### What you have to do
Each line from the line containing "the overhead wire." through the last line of the entries is to be reproduced exactly as it stands.
* * * * *
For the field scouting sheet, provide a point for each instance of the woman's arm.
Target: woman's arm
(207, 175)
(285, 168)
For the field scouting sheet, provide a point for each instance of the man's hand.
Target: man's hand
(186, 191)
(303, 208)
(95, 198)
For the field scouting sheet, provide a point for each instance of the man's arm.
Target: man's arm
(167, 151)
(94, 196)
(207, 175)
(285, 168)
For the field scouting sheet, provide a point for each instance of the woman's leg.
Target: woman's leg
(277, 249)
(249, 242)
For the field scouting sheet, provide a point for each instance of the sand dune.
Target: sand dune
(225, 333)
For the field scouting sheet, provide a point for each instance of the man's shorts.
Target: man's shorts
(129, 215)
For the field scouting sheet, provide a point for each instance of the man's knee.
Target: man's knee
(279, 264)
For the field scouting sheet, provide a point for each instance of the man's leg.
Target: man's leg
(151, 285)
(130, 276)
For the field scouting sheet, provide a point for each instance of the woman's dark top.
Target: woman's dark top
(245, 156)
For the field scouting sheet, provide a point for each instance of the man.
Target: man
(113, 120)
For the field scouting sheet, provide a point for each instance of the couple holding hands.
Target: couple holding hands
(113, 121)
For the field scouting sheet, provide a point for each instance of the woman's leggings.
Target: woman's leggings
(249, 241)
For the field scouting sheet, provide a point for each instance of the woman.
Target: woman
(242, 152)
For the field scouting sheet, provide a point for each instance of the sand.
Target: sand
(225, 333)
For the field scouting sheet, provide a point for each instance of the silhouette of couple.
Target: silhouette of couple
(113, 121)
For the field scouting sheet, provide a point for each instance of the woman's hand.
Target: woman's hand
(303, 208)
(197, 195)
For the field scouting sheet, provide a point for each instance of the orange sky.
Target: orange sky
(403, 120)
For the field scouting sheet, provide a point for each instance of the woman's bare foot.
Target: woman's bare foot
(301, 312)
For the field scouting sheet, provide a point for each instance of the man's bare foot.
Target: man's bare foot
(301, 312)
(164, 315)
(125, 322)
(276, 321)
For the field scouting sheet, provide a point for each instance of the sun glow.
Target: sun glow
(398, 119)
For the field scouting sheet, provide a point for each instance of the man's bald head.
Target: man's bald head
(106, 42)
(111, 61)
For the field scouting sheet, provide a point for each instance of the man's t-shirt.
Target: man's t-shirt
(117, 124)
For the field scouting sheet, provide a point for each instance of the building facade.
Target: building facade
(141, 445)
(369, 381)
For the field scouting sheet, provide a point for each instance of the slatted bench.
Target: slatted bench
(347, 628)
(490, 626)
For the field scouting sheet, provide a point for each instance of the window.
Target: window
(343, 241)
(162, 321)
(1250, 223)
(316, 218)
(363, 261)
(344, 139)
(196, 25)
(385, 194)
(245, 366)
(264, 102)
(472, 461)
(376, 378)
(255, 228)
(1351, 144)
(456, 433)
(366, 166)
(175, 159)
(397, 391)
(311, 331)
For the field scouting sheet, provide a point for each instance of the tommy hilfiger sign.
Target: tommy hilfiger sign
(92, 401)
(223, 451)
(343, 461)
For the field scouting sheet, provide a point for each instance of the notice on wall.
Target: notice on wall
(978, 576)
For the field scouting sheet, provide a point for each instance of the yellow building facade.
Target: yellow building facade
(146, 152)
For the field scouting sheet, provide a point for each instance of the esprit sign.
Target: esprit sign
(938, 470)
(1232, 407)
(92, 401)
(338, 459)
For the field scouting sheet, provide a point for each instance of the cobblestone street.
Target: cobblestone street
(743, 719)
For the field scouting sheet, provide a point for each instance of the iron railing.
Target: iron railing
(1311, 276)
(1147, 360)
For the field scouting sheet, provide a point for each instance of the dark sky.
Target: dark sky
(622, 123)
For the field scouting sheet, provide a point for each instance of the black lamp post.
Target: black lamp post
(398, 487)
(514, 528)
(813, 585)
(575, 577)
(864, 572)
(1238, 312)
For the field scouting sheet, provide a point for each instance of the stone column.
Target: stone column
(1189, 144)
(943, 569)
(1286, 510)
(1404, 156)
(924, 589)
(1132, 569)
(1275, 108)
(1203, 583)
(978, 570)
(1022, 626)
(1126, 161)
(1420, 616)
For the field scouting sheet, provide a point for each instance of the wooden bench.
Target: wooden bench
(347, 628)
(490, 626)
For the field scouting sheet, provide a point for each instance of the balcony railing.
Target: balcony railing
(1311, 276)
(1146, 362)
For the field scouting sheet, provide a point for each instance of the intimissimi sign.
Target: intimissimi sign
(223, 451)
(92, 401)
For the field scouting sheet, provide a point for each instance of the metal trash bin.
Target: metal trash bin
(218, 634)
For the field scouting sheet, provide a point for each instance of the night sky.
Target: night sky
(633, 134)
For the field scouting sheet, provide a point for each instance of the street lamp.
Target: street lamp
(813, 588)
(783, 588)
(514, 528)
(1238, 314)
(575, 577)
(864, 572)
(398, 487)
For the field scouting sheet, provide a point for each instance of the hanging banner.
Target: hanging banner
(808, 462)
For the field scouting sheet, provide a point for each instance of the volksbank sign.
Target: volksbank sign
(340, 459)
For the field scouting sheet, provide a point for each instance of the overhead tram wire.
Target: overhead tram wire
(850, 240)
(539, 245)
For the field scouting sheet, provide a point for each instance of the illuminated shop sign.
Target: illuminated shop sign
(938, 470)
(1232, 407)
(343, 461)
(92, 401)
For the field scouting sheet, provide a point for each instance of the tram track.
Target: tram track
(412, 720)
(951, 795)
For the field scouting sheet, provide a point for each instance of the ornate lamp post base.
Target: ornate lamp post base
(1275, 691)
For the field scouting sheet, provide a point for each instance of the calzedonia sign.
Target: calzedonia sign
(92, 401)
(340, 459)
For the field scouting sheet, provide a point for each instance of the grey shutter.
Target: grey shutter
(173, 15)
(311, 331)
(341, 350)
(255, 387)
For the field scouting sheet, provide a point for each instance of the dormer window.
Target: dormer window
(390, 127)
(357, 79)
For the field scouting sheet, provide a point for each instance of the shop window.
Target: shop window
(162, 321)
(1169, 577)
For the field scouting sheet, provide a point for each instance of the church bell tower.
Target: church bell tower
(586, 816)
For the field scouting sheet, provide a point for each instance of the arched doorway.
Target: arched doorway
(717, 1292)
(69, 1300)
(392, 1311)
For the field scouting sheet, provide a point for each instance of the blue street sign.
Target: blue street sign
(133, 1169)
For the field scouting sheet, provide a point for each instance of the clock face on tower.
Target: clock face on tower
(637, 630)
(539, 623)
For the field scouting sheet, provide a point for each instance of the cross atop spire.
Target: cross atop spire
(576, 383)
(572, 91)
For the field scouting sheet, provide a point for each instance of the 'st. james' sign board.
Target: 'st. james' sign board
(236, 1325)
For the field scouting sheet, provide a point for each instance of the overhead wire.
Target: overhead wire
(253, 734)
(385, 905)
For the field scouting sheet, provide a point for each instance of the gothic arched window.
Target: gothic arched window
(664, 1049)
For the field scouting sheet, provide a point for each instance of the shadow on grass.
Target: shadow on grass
* * * * *
### Answer to this exercise
For the field scouting sheet, provide a point for each instance of the overhead wire.
Target: overhead wire
(253, 734)
(385, 905)
For the field scouting sheet, provide a point for each instance of the gothic arched window.
Target: gothic arched window
(664, 1049)
For the field scouting sheet, provide a point for each instance of the shadow on grass.
Target: shadow on grass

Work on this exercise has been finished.